QUESTIONS À TRAITER
a: Relevez tous les sigles d'organismes cités dans le texte sur la chlordécone. Donnez pour chacun sa forme développée lorsque le texte la fournit.
b: Reprenez le texte sur la chlordécone après sa dernière phrase et rédigez-en la suite.

TEXTE EXTRAIT
• • • •

Des essais ont été menés, notamment par le Bureau de recherches géologiques et minières (BRGM) et l'Institut de recherche pour le développement (IRD). Nous avons rencontré le Campus agro-environnemental Caraïbe (CAEC), qui a fait le point sur les travaux en cours. La phytoremédiation, la bioremédiation, l'excavation avec traitement des sols, entreprises ces quinze dernières années, ne semblent pas pouvoir être mises en oeuvre à grande échelle et laisser envisager une dépollution.

Autrement dit, nous avons affaire à une pollution environnementale durable. En tant qu'agence sanitaire, notre objectif est de faire la part des contaminations qui touchent l'homme par les poussières, l'alimentation, l'eau, le sol. L'ANSES a lancé l'année dernière, en lien avec l'Institut national de l'environnement industriel et des risques (INERIS) et le réseau des associations agréées pour la surveillance de la qualité de l'air (AASQA) une campagne exploratoire nationale de mesure des résidus de pesticides dans l'air. Nous avons identifié 80 substances actives, dont le chlordécone, qui ont été mesurées sur 50 sites de prélèvement, dont un en Martinique et un en Guadeloupe. Cette campagne s'est achevée le 30 juin et les résultats sont en cours d'analyse. Si cette méthodologie de mesure se révèle efficace, elle a vocation à être incluse dans tous les systèmes de surveillance des associations, de façon à contrôler systématiquement l'exposition aux pesticides dans l'air.

Nous verrons quelle est la part de l'exposition par l'air à la chlordécone. Il est probable qu'elle soit très faible par rapport à l'exposition par voie alimentaire, eau incluse. C'est donc là qu'il faut agir, en incitant aux changements de pratiques, en responsabilisant chacun et en apportant aux non-professionnels qui vivent sur des terres contaminées des solutions – protéger la production de la terre contaminée ; changer de terrain et passer sur des terres non contaminés.

• • • •

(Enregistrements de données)

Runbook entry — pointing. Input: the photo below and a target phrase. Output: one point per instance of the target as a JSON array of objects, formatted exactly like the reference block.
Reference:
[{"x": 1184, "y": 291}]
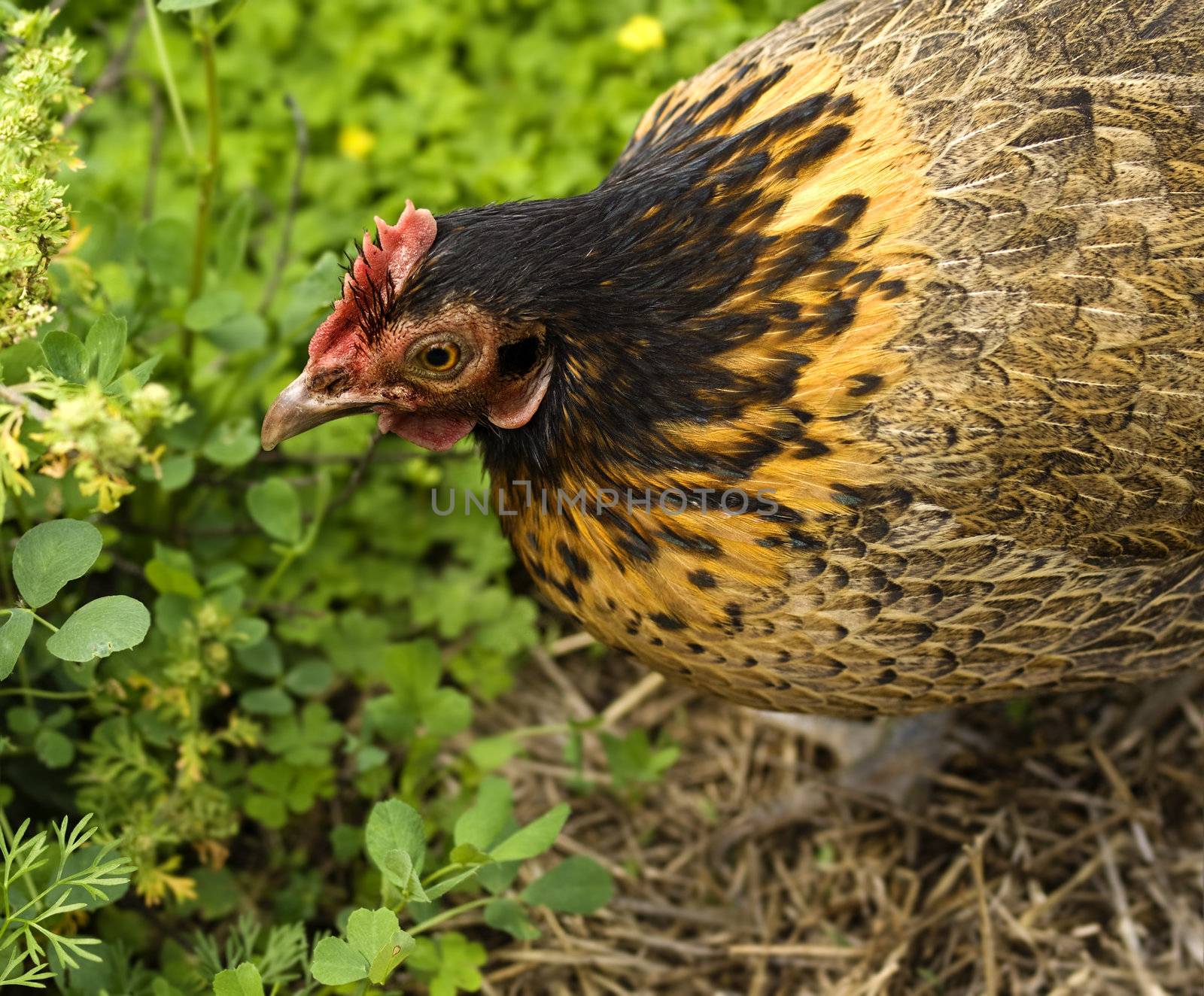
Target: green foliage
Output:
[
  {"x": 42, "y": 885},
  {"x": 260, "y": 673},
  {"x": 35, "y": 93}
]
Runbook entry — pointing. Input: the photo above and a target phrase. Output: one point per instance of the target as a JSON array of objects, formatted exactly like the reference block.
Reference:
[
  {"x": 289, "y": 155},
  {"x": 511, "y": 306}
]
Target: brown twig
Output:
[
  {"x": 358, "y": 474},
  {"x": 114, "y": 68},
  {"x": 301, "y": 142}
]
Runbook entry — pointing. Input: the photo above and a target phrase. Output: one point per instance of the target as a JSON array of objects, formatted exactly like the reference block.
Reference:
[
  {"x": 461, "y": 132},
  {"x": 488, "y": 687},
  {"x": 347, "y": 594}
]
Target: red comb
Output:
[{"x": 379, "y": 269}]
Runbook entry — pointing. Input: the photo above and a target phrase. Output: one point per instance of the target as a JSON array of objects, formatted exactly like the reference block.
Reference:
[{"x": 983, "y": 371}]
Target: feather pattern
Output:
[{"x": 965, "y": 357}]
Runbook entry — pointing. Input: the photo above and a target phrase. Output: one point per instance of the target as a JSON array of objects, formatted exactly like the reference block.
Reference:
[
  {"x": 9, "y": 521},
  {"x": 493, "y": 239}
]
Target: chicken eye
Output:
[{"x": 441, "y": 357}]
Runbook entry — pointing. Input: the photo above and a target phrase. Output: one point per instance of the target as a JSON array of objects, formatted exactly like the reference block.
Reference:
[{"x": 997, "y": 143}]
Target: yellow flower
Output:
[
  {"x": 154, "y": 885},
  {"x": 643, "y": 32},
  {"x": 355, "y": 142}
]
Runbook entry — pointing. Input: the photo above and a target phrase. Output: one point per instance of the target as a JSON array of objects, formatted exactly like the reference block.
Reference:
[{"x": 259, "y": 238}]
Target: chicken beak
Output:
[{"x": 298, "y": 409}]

• • • •

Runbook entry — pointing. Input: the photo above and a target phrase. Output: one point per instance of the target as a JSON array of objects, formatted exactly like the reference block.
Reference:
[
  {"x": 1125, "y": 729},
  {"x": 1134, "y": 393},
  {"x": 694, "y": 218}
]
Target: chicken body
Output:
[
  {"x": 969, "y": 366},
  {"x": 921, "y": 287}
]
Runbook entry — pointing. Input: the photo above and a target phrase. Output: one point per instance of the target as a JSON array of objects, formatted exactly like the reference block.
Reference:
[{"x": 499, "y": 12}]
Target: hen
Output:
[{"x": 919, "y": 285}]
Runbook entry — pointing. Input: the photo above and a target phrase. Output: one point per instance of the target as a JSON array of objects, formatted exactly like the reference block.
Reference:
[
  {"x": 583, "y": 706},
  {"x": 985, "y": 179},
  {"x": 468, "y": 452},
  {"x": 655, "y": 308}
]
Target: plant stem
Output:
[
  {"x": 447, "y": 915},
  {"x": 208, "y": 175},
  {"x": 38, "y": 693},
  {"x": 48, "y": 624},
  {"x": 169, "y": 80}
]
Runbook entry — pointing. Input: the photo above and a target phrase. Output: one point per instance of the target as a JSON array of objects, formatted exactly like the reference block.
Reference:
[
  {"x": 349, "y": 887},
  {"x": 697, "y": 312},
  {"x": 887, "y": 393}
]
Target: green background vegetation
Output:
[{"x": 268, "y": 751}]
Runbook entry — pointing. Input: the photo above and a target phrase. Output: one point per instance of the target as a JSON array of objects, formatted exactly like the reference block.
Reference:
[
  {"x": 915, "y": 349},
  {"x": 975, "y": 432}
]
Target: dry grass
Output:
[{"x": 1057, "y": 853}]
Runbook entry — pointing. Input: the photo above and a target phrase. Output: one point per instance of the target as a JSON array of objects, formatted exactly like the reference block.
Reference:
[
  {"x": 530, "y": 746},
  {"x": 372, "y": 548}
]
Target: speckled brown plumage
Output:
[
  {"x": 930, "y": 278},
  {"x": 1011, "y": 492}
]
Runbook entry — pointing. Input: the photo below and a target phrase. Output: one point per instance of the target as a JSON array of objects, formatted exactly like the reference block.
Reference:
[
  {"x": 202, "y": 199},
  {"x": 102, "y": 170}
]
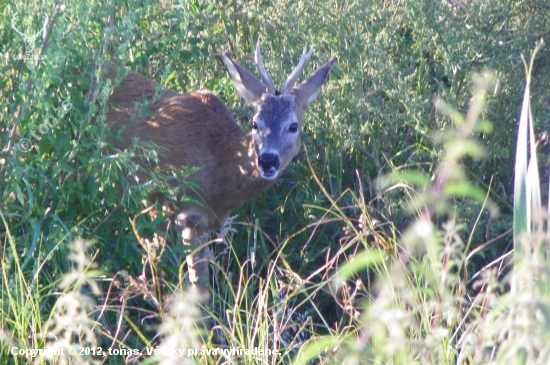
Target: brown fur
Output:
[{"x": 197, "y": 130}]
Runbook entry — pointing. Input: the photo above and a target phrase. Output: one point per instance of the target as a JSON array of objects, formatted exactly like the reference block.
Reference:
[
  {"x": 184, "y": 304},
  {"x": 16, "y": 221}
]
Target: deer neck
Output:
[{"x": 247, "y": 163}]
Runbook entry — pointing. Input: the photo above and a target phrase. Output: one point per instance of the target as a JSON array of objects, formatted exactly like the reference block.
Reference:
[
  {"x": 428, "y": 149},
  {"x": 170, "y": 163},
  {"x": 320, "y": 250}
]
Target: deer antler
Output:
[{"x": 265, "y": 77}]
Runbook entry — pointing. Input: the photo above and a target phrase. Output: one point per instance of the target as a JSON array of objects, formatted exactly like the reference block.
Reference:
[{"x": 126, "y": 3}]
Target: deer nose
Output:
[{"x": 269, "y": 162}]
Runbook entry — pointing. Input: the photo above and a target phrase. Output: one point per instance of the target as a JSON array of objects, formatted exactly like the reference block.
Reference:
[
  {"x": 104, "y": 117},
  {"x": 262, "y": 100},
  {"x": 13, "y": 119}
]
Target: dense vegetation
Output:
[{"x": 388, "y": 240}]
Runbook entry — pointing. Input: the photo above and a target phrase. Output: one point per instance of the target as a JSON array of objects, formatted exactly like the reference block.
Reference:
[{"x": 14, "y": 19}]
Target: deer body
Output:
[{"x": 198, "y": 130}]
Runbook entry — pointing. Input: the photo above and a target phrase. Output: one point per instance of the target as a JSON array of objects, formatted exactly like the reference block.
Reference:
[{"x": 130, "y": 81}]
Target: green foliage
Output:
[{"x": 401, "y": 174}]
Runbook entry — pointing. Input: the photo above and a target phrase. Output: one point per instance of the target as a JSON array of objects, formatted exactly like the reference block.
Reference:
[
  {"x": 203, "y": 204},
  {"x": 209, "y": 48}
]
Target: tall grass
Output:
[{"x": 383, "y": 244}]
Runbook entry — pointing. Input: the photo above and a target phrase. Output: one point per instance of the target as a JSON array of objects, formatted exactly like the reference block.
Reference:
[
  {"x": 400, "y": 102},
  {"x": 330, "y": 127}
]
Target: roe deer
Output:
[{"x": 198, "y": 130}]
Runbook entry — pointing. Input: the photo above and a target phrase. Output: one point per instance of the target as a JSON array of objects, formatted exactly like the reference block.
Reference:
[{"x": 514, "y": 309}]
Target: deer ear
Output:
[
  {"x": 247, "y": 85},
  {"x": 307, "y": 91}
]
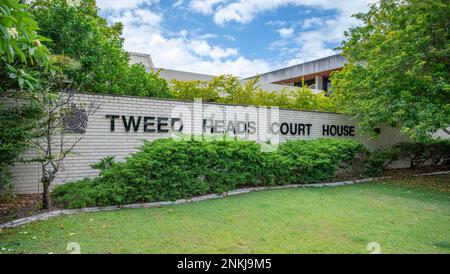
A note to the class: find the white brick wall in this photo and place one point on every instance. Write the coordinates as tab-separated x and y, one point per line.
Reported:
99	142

• • • •

RÉSULTATS DE L'EXERCICE
a: BRGM (Bureau de recherches géologiques et minières), IRD (Institut de recherche pour le développement), CAEC (Campus agro-environnemental Caraïbe), ANSES, INERIS (Institut national de l'environnement industriel et des risques), AASQA (associations agréées pour la surveillance de la qualité de l'air).

b:
Hormis les contrôles qui permettent de s'assurer que les zones d'interdiction, notamment de pêche, sont respectées, nous avons très peu de solutions pour les espèces benthiques, notamment les crustacés. Ils se trouvent en bout de chaîne, donc accumulent la chlordécone, et vivent dans les zones estuariennes où se déversent les rus, les petites rivières. L'ensemble des côtes de Martinique et de Guadeloupe, compte tenu du régime tropical, sont concernées.

Le « zéro chlordécone » dans l'alimentation est possible. Par « zéro », j'entends une dose infime. Il n'y aura jamais zéro résidu de chlordécone, mais une diminution de la concentration qui tendra vers zéro. Les méthodes d'analyse aujourd'hui sont tellement sensibles que même en descendant très bas, on trouvera toujours une contamination résiduelle. Cela nous motive d'autant pour définir une valeur critique d'imprégnation sur laquelle bâtir une valeur sans effets biologiques pour les consommateurs. Cela permettrait une approche raisonnable du risque. Malheureusement, sans cette valeur, nous ne pouvons pas avancer.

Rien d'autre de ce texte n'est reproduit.